◆ **Image entries about named regions**:
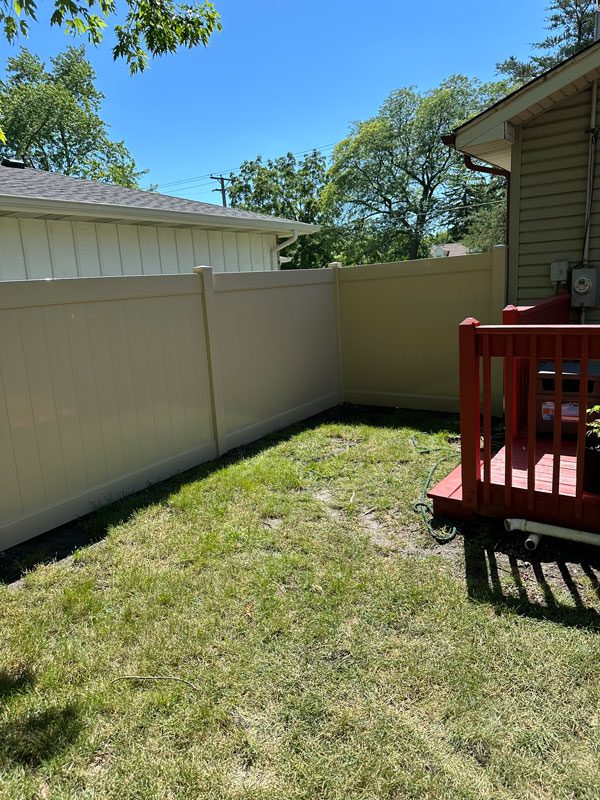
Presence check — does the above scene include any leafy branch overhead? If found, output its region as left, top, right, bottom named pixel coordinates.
left=0, top=0, right=221, bottom=73
left=496, top=0, right=595, bottom=84
left=0, top=47, right=149, bottom=187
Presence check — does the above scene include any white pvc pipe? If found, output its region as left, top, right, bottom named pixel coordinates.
left=525, top=533, right=542, bottom=550
left=271, top=231, right=298, bottom=267
left=504, top=519, right=600, bottom=549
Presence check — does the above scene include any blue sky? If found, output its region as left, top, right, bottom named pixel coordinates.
left=0, top=0, right=548, bottom=202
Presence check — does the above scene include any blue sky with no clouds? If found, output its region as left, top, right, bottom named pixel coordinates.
left=0, top=0, right=548, bottom=202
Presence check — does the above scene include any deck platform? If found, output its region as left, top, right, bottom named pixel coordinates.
left=428, top=436, right=600, bottom=533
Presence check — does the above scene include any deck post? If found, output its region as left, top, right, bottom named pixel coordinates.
left=458, top=317, right=481, bottom=511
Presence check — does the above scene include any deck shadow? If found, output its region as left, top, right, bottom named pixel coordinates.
left=0, top=404, right=459, bottom=584
left=0, top=704, right=82, bottom=768
left=463, top=528, right=600, bottom=632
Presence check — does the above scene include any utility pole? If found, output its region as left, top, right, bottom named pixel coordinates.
left=210, top=175, right=231, bottom=208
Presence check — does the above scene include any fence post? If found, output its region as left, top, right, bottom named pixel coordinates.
left=328, top=261, right=344, bottom=404
left=458, top=317, right=481, bottom=511
left=193, top=266, right=227, bottom=456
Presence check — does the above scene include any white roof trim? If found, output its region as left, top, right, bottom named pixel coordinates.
left=454, top=42, right=600, bottom=169
left=0, top=194, right=321, bottom=236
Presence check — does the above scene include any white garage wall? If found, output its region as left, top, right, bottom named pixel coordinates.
left=0, top=218, right=276, bottom=281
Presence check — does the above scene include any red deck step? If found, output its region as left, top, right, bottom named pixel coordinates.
left=428, top=437, right=600, bottom=533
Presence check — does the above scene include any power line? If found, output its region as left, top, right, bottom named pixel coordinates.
left=152, top=142, right=337, bottom=189
left=210, top=175, right=231, bottom=208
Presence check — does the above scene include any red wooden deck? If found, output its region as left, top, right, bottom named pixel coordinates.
left=429, top=295, right=600, bottom=533
left=428, top=437, right=600, bottom=533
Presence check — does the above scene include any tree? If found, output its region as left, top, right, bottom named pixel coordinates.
left=0, top=47, right=145, bottom=186
left=0, top=0, right=221, bottom=73
left=463, top=202, right=506, bottom=252
left=229, top=150, right=337, bottom=269
left=496, top=0, right=595, bottom=84
left=442, top=166, right=507, bottom=242
left=324, top=75, right=507, bottom=260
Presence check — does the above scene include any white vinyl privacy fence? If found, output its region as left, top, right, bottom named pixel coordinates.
left=0, top=254, right=503, bottom=549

◆ **Work instructions**:
Please reproduce the material word for word, starting at its beginning and ending with the line that contains "left=463, top=528, right=600, bottom=632", including that line. Leave the pictures out of your output.

◆ **Complete output**:
Presence check — does the above scene include any leafy branch overhead? If found, output its region as left, top, right, bottom named pixel coordinates.
left=0, top=0, right=221, bottom=73
left=496, top=0, right=595, bottom=84
left=0, top=47, right=149, bottom=187
Presence check — does the above scene include any white pvc pipe? If found, output its region as left, top, right, bottom named pixel coordinates.
left=525, top=533, right=542, bottom=550
left=271, top=231, right=298, bottom=267
left=504, top=519, right=600, bottom=549
Presence check — does the above scene include any blue sky? If found, output its region as left, top, right, bottom named pixel coordinates.
left=0, top=0, right=548, bottom=202
Presence check — does the above scene include any blue sky with no clouds? If found, output its region as left, top, right, bottom named pixel coordinates.
left=0, top=0, right=548, bottom=202
Presence check — does the above scene include any deck platform? If found, output its region as left, top, right, bottom named pixel coordinates.
left=428, top=436, right=600, bottom=533
Presence check — does the above scene include any deck post? If found, output its region as left, top, right, bottom named pixel coordinates.
left=458, top=317, right=481, bottom=511
Presence check — does the above scene include any deck shadow? If found, output its region as left, top, right, bottom named pixel coordinates.
left=0, top=404, right=459, bottom=584
left=0, top=704, right=82, bottom=768
left=463, top=528, right=600, bottom=632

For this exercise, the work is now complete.